TEXT SECTION START

Structural adjustment: Changing the relative size of archetypes
Makers and Builders were long the predominant archetypes and mainstays of industrial economies, as large corporations captured the advantages of scale, particularly in physical capital. Indeed, at the time of Berle and Means' seminal study of US business in 1932, these two categories accounted for more than 85% of the total revenue of non-banking companies. That share among large corporations has dropped sharply as companies have become more distributed among the archetypes, reflecting greater differentiation in the services and knowledge economy. These shifts in the relative size of the archetypes have in turn affected the pathways. For example, the archetypes whose revenue has grown in share have lower labour income contributions on average than those shrinking in share, especially Makers. This composition effect (arithmetically) accounts for two-thirds of the overall labour income decline across companies. The smaller share of the labour income pathway also stems from a 30% to 40% drop in employees per dollar of revenue in the past 25 years (in constant dollar terms) for Experts, Fuelers, and Builders as productivity increased.
Some trends are common to all archetypes, particularly the growth in capital income, intangible investments, and productivity growth (declining labour intensity).
One of the biggest positive impacts for all households has been the growth in consumer surplus, primarily emanating from Technologists and Makers. Their prices dropped by 50% and 20% during the last quarter-century, respectively, while output volumes grew the most in absolute terms.
The more diverse distribution of companies across the archetypes – and the sharpened distinctions among them – indicate greater corporate specialisation over the past quarter-century. For example, Technologists and Discoverers increased their stock of intangibles, R&D expenditures, and capital income more than other archetypes. Deliverers increased their employment share by nine percentage points, the largest by far. Fuelers added physical capital assets, while most others reduced them. Experts increased wages by almost 40%, the biggest rise, also reflecting a skills premium.

TEXT SECTION END
EXTRACTED MATERIAL START

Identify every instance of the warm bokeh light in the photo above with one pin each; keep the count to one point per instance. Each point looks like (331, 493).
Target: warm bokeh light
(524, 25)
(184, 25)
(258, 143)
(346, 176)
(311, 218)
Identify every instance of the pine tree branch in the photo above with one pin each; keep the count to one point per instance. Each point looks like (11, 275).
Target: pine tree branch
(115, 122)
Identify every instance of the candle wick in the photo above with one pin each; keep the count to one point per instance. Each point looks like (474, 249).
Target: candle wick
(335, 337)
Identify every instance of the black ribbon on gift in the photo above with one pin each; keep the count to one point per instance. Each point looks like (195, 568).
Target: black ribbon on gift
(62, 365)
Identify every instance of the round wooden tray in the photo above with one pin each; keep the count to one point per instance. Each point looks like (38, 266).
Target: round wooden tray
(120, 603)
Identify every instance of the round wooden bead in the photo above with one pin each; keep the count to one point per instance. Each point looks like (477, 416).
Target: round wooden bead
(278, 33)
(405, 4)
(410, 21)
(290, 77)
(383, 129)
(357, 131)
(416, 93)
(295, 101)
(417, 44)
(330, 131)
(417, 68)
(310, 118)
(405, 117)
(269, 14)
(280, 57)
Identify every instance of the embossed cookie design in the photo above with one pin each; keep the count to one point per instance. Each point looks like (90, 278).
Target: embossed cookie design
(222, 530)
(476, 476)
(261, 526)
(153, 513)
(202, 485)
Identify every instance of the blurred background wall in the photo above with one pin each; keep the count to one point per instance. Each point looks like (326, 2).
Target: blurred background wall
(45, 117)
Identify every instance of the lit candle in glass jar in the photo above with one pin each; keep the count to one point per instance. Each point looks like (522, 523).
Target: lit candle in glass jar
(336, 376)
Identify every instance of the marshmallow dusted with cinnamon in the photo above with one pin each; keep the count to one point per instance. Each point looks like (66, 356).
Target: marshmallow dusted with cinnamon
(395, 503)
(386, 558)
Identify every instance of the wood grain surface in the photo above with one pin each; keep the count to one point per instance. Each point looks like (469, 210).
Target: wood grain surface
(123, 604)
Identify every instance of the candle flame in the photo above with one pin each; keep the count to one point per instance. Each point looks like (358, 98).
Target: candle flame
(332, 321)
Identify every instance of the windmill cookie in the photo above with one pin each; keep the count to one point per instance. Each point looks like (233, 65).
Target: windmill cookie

EXTRACTED MATERIAL END

▸ TASK ITEM A
Could you update the passage on corporate archetypes from "Some trends are" up to and including "in absolute terms.", replacing "consumer surplus" with "consumer welfare"?
▸ TASK ITEM B
Could you take the passage on corporate archetypes further, starting after its last sentence?

▸ ANSWER AREA A
Some trends are common to all archetypes, particularly the growth in capital income, intangible investments, and productivity growth (declining labour intensity).
One of the biggest positive impacts for all households has been the growth in consumer welfare, primarily emanating from Technologists and Makers. Their prices dropped by 50% and 20% during the last quarter-century, respectively, while output volumes grew the most in absolute terms.

▸ ANSWER AREA B
Conclusion: A more comprehensive perspective on companies' stakeholder footprint
The purpose of our dual analysis is to provide business leaders and policymakers with a nuanced way to assess how changes in the corporate landscape affect households. Specifically, this analysis allows for new perspectives on some of the largest shifts in the societal impact of large corporations and how that varies based on the type of company and how they produce their economic value. Further research is needed to broaden the sample of companies beyond the OECD, including China and India, and small and medium-sized enterprises. Moreover, more of the non-monetary spillovers should be accounted for, and the labour-supplier split should be measured with more precision. But already, our first findings suggest that a micro-to-macro view can help better quantify a company's stakeholder ‘footprint’, linked to its core assets and operations, and thus add value to the current debate about the corporate impact on society.